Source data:
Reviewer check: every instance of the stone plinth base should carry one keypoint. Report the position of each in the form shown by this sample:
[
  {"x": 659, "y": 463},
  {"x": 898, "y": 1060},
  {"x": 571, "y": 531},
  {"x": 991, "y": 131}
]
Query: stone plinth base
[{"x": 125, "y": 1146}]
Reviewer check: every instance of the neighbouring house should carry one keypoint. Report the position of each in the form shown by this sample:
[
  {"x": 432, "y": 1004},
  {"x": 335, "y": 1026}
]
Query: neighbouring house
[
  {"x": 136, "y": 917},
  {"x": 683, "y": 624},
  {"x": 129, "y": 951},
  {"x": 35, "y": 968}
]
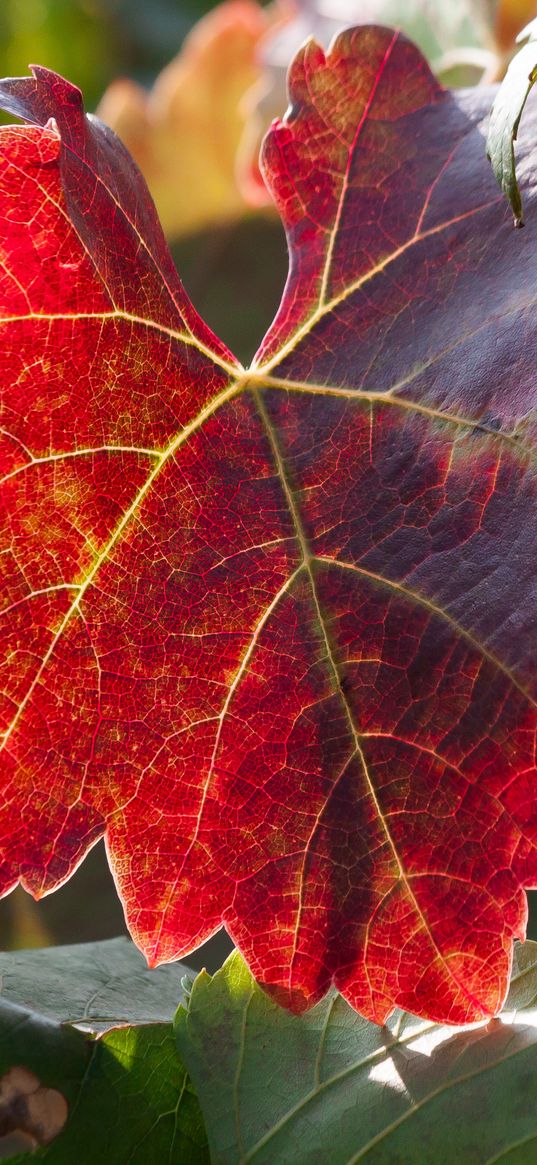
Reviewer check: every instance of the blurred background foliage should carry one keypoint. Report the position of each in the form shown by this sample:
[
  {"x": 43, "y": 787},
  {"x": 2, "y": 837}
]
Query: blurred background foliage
[{"x": 191, "y": 86}]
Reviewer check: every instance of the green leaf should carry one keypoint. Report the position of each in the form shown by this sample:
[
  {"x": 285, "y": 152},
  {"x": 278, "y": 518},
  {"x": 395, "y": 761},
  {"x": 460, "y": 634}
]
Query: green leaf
[
  {"x": 329, "y": 1086},
  {"x": 506, "y": 115},
  {"x": 120, "y": 1099},
  {"x": 99, "y": 985}
]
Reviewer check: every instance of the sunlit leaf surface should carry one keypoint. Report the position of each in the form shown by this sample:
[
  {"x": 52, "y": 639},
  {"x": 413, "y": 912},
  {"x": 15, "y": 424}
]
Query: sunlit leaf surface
[{"x": 274, "y": 629}]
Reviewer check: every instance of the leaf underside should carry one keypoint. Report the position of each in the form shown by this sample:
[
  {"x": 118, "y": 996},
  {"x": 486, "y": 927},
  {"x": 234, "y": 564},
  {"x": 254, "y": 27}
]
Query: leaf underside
[{"x": 273, "y": 629}]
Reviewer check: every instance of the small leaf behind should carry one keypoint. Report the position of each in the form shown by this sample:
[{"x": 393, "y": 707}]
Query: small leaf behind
[{"x": 506, "y": 117}]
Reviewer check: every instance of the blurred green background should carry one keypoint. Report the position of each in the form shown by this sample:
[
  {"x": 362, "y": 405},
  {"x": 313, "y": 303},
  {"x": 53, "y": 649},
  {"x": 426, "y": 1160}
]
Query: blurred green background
[{"x": 234, "y": 275}]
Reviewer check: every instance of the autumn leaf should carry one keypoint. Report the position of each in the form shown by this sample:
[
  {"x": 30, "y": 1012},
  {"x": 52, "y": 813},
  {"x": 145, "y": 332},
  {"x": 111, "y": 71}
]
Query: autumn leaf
[{"x": 273, "y": 630}]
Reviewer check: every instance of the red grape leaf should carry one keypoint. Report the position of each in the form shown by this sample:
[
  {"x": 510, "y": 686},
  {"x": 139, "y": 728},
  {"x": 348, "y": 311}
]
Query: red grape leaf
[{"x": 275, "y": 629}]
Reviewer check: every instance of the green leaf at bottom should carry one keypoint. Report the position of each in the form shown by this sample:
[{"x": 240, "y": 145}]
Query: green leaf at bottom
[
  {"x": 329, "y": 1086},
  {"x": 120, "y": 1099}
]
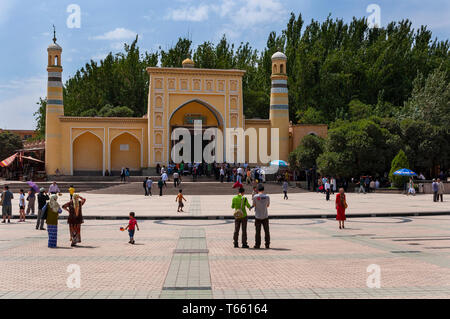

→ **Task brief**:
Render the records as a Markdown table with the columns Row and Record line, starting with the line that contains "Reviewer check: every instance of the autumn" and continuing through the end of the records. Omit blank lines and the pictures.

→ **Result for this task**:
| Row | Record line |
|---|---|
| 1 | Reviewer check: every instance of the autumn leaf should carry one keypoint. Report the position of each in the form shown by this sample: |
| 2 | [ |
| 3 |   {"x": 30, "y": 1012}, |
| 4 |   {"x": 52, "y": 813}, |
| 5 |   {"x": 145, "y": 332}, |
| 6 |   {"x": 111, "y": 71} |
| 7 | ] |
| 8 | Query: autumn leaf |
| 9 | [{"x": 273, "y": 630}] |
| 10 | Reviewer check: every instance of the red grape leaf should carry one keypoint. Report the position of each in the form shown by this sample: |
| 11 | [ |
| 12 |   {"x": 510, "y": 686}, |
| 13 |   {"x": 139, "y": 728}, |
| 14 |   {"x": 348, "y": 311} |
| 15 | ] |
| 16 | Query: red grape leaf |
| 17 | [{"x": 275, "y": 629}] |
| 18 | Reviewer check: every instance of the green leaf at bottom should carry one keypoint. Report the position of each in the form shown by this sample: |
| 19 | [{"x": 240, "y": 145}] |
| 20 | Query: green leaf at bottom |
| 21 | [ |
| 22 |   {"x": 329, "y": 1086}, |
| 23 |   {"x": 120, "y": 1099} |
| 24 | ] |